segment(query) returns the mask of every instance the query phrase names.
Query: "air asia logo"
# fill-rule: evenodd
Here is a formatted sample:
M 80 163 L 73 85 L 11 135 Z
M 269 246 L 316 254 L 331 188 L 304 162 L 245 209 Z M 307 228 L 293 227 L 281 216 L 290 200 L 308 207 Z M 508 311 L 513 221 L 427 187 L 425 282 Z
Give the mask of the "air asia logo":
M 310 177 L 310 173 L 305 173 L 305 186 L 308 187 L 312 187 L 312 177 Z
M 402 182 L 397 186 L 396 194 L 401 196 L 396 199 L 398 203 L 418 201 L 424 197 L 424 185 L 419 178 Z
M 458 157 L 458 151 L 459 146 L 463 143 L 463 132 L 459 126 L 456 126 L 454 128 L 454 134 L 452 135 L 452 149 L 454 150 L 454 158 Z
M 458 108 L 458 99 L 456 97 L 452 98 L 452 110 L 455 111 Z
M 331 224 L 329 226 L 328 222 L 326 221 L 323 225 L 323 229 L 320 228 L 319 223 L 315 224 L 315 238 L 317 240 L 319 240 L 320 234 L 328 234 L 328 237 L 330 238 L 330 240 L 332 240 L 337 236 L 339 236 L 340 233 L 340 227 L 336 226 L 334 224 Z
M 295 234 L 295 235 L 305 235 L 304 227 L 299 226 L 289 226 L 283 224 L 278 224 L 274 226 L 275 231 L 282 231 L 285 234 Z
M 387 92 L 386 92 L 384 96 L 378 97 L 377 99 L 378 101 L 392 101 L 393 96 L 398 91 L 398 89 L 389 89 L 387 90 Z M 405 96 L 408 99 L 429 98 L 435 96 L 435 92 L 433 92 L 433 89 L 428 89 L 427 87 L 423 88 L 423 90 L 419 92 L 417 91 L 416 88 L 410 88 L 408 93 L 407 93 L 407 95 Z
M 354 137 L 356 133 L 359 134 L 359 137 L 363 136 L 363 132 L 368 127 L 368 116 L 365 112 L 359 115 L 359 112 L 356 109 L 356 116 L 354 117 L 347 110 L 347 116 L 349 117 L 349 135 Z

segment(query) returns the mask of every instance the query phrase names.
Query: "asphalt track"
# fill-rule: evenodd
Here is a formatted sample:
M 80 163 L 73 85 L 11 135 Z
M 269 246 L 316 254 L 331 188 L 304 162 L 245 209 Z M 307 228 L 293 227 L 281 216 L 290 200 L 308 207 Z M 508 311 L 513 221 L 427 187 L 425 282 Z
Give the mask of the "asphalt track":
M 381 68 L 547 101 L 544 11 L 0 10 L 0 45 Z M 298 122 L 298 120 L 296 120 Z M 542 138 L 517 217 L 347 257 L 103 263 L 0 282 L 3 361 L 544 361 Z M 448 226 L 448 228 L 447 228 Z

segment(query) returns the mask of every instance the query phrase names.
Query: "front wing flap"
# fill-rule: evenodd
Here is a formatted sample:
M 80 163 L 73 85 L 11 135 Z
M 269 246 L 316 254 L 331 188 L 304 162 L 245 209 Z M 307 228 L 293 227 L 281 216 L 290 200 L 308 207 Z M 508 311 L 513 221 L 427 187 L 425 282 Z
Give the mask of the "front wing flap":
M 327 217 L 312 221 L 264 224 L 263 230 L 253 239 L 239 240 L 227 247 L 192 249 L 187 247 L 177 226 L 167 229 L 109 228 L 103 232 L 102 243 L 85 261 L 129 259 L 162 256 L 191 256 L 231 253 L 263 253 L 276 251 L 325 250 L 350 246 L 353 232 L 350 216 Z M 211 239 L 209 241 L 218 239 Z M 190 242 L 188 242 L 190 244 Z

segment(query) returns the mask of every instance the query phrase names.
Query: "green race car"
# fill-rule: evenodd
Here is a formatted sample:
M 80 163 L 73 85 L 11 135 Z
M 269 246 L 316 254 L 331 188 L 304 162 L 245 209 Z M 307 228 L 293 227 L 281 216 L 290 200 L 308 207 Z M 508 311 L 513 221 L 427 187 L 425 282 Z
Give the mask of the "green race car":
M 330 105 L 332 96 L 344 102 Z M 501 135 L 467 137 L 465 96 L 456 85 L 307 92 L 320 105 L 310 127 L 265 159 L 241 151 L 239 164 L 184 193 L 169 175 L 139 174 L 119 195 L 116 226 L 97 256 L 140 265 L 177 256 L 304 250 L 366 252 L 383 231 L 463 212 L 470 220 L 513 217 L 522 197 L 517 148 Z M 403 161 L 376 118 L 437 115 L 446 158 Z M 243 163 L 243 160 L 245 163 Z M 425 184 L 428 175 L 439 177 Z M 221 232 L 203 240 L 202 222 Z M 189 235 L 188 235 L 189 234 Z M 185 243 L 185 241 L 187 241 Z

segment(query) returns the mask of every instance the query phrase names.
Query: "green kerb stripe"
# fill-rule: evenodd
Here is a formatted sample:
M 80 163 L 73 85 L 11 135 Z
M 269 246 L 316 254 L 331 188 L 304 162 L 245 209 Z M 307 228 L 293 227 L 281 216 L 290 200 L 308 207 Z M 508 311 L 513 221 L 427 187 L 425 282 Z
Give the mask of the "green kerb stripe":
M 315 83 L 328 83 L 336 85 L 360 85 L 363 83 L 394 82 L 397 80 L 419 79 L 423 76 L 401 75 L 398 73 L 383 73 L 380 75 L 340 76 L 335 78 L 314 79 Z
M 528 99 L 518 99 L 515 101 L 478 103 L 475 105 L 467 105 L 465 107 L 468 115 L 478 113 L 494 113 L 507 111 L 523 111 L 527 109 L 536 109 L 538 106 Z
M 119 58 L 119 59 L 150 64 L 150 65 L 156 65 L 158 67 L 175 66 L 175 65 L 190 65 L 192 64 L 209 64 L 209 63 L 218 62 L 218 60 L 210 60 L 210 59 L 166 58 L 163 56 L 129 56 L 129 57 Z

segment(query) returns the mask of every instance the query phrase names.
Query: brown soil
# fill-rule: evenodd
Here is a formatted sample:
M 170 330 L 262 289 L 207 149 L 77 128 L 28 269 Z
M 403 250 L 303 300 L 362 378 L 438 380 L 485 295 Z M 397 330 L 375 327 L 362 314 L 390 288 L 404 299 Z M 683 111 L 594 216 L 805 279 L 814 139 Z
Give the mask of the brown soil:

• • • • •

Copy all of the material above word for word.

segment(query) returns the mask of every instance the query phrase names.
Query: "air asia logo"
# fill-rule: evenodd
Here is a formatted sample:
M 80 163 L 73 85 L 11 135 Z
M 269 246 L 316 254 L 331 188 L 304 162 L 245 209 Z M 307 228 L 293 227 L 281 216 L 290 200 L 308 207 Z M 508 311 L 513 221 L 427 187 L 425 282 Z
Give the mask of the "air asia logo":
M 310 177 L 310 173 L 305 173 L 305 186 L 308 187 L 312 187 L 312 177 Z
M 402 182 L 397 186 L 396 194 L 401 196 L 396 199 L 398 203 L 418 201 L 424 197 L 424 185 L 419 178 Z
M 458 157 L 458 151 L 459 146 L 463 143 L 463 132 L 459 126 L 456 126 L 454 128 L 454 134 L 452 135 L 452 149 L 454 150 L 454 158 Z
M 458 108 L 458 99 L 456 97 L 452 98 L 452 110 L 455 111 Z
M 331 224 L 329 226 L 328 222 L 326 221 L 323 225 L 323 229 L 320 228 L 319 223 L 315 224 L 315 238 L 317 240 L 319 240 L 320 234 L 328 234 L 328 237 L 330 238 L 330 240 L 332 240 L 337 236 L 339 236 L 340 233 L 340 227 L 336 226 L 334 224 Z
M 295 234 L 295 235 L 305 235 L 304 227 L 299 226 L 289 226 L 283 224 L 278 224 L 274 226 L 275 231 L 282 231 L 285 234 Z
M 387 92 L 386 92 L 384 96 L 378 97 L 377 99 L 378 101 L 392 101 L 393 96 L 398 91 L 398 89 L 389 89 L 387 90 Z M 405 96 L 408 99 L 429 98 L 435 96 L 435 92 L 433 92 L 433 89 L 428 89 L 427 87 L 423 88 L 423 90 L 419 92 L 417 91 L 416 88 L 410 88 L 408 93 L 407 93 L 407 95 Z
M 354 137 L 356 133 L 359 134 L 359 137 L 363 136 L 363 132 L 368 127 L 368 116 L 365 112 L 359 115 L 359 112 L 356 109 L 356 116 L 354 117 L 347 110 L 347 116 L 349 117 L 349 135 Z

segment(query) returns the mask of every instance the query phrase names.
Query: "asphalt track"
# fill-rule: evenodd
Here is a formatted sample:
M 80 163 L 73 85 L 11 135 Z
M 269 246 L 316 254 L 331 188 L 304 162 L 245 209 Z M 307 228 L 293 227 L 281 216 L 290 200 L 308 207 Z M 508 311 L 513 221 L 427 187 L 425 282 Z
Give the mask of the "asphalt track":
M 381 68 L 547 101 L 544 11 L 0 10 L 0 45 Z M 298 122 L 298 120 L 296 120 Z M 542 138 L 517 217 L 347 257 L 103 263 L 0 282 L 3 361 L 544 361 Z M 448 226 L 448 228 L 447 228 Z

segment(query) returns the mask of every instance the query phrase names.
Query: "front wing flap"
# fill-rule: evenodd
Here is a formatted sample:
M 80 163 L 73 85 L 11 135 Z
M 269 246 L 316 254 L 331 188 L 304 162 L 245 209 Z M 307 228 L 293 227 L 281 216 L 290 200 L 308 207 Z M 508 311 L 513 221 L 427 187 L 425 282 Z
Give the mask of the "front wing flap":
M 327 217 L 312 221 L 264 224 L 263 230 L 253 239 L 239 240 L 227 247 L 192 249 L 187 247 L 177 226 L 167 229 L 109 228 L 103 232 L 102 243 L 85 261 L 129 259 L 162 256 L 191 256 L 231 253 L 263 253 L 276 251 L 325 250 L 350 246 L 353 232 L 350 216 Z M 211 239 L 209 241 L 218 239 Z M 190 242 L 188 242 L 190 244 Z

segment(query) returns the mask of every instance the query phrase names.
Query: "green race car"
# fill-rule: evenodd
Here is a formatted sample:
M 80 163 L 73 85 L 11 135 Z
M 269 246 L 316 254 L 331 188 L 304 162 L 245 209 Z M 307 228 L 293 227 L 281 216 L 290 200 L 308 207 Z M 508 311 L 513 221 L 427 187 L 425 282 Z
Give the mask of the "green race car":
M 330 105 L 332 96 L 344 102 Z M 501 135 L 467 137 L 465 96 L 456 85 L 307 92 L 320 105 L 310 127 L 265 159 L 241 151 L 239 164 L 184 193 L 169 175 L 139 174 L 119 195 L 116 226 L 97 256 L 140 265 L 177 256 L 304 250 L 366 252 L 383 231 L 463 212 L 470 220 L 513 217 L 522 197 L 517 148 Z M 403 161 L 376 118 L 437 115 L 446 158 Z M 243 163 L 243 160 L 245 163 Z M 425 184 L 428 175 L 439 177 Z M 221 232 L 203 240 L 202 222 Z M 189 235 L 188 235 L 189 234 Z M 185 243 L 185 241 L 187 241 Z

segment(query) returns the mask of every instance the query phrase names.
Query: "green kerb stripe"
# fill-rule: evenodd
Here is a formatted sample:
M 80 163 L 73 85 L 11 135 Z
M 269 246 L 316 254 L 331 188 L 304 162 L 245 209 Z M 307 228 L 293 227 L 281 216 L 290 200 L 308 207 Z M 508 311 L 513 221 L 427 187 L 425 282 Z
Give the mask of the "green kerb stripe":
M 315 83 L 328 83 L 336 85 L 360 85 L 363 83 L 394 82 L 397 80 L 419 79 L 423 76 L 401 75 L 398 73 L 383 73 L 380 75 L 340 76 L 335 78 L 314 79 Z
M 528 99 L 518 99 L 515 101 L 478 103 L 475 105 L 467 105 L 465 107 L 468 115 L 478 113 L 494 113 L 507 111 L 523 111 L 527 109 L 536 109 L 538 106 Z
M 119 58 L 119 59 L 150 64 L 150 65 L 156 65 L 158 67 L 175 66 L 175 65 L 190 65 L 192 64 L 209 64 L 209 63 L 218 62 L 218 60 L 210 60 L 210 59 L 166 58 L 163 56 L 129 56 L 129 57 Z

segment(query) returns the mask of every instance the query phrase names.
Query: brown soil
# fill-rule: evenodd
Here is a formatted sample:
M 170 330 L 262 289 L 207 149 L 77 128 L 28 269 Z
M 403 250 L 303 300 L 362 378 L 438 380 L 485 295 Z M 397 330 L 375 327 L 362 314 L 390 288 L 404 299 Z M 683 111 L 594 216 L 805 279 L 814 139 Z
Give the mask of the brown soil:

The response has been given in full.